* _PASSAGE DONNÉ_:
**********
Les officiers SS allemands et la police auxiliaire lettone « remplissaient quatre fonctions sur la plage : ils gardaient la zone pour empêcher quiconque d’entrer ou de sortir, supervisaient le déshabillage des victimes, escortaient les Juifs jusqu’à la fosse commune et procédaient aux fusillades », écrit Newman.

Le massacre de la plage de Šķēde en Lettonie, en décembre 1941 (Crédit : Domaine public)

« De cette manière, trois pelotons d’exécution, deux lettons et un allemand, se sont relayés du 15 au 17 décembre, assassinant méthodiquement 2 749 Juifs », écrit Newman, qui a effectué plusieurs voyages de recherche à Liepāja, qui se trouve à 10 kilomètres au sud de la plage de Šķēde.

Le massacre de la plage de Šķēde a fait naître une fosse commune plus longue que trois terrains de football.
**********
Entrées de la collection
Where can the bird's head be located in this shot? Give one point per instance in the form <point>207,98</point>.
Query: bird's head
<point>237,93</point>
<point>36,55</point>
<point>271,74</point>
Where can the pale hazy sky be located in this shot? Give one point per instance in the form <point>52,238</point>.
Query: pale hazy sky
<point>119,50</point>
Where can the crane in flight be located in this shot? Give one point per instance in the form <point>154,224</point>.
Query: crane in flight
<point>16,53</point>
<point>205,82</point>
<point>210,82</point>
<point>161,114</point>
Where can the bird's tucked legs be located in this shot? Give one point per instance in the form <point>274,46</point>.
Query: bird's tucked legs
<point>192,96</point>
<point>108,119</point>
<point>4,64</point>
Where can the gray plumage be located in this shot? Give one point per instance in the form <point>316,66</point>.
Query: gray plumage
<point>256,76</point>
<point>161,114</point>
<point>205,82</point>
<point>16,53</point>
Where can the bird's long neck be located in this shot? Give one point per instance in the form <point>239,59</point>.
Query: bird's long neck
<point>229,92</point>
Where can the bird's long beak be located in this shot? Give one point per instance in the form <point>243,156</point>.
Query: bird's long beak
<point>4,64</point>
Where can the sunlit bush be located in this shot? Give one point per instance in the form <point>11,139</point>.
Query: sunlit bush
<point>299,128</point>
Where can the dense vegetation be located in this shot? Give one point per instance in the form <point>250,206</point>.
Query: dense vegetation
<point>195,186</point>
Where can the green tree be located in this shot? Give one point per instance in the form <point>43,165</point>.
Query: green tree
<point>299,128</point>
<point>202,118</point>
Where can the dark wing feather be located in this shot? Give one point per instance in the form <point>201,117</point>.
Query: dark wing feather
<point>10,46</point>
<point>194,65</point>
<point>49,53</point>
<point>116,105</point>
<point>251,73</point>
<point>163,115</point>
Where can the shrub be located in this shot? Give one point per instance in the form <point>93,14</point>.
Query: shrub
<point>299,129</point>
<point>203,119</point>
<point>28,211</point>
**********
* _CONSIGNE À SUIVRE_:
Recopiez le passage sur le massacre de Šķēde de « Les officiers SS » à « plage de Šķēde. » en changeant « plage » en « grève ».

* _RÉSULTAT CI-DESSOUS_:
Les officiers SS allemands et la police auxiliaire lettone « remplissaient quatre fonctions sur la grève : ils gardaient la zone pour empêcher quiconque d’entrer ou de sortir, supervisaient le déshabillage des victimes, escortaient les Juifs jusqu’à la fosse commune et procédaient aux fusillades », écrit Newman.

Le massacre de la grève de Šķēde en Lettonie, en décembre 1941 (Crédit : Domaine public)

« De cette manière, trois pelotons d’exécution, deux lettons et un allemand, se sont relayés du 15 au 17 décembre, assassinant méthodiquement 2 749 Juifs », écrit Newman, qui a effectué plusieurs voyages de recherche à Liepāja, qui se trouve à 10 kilomètres au sud de la grève de Šķēde.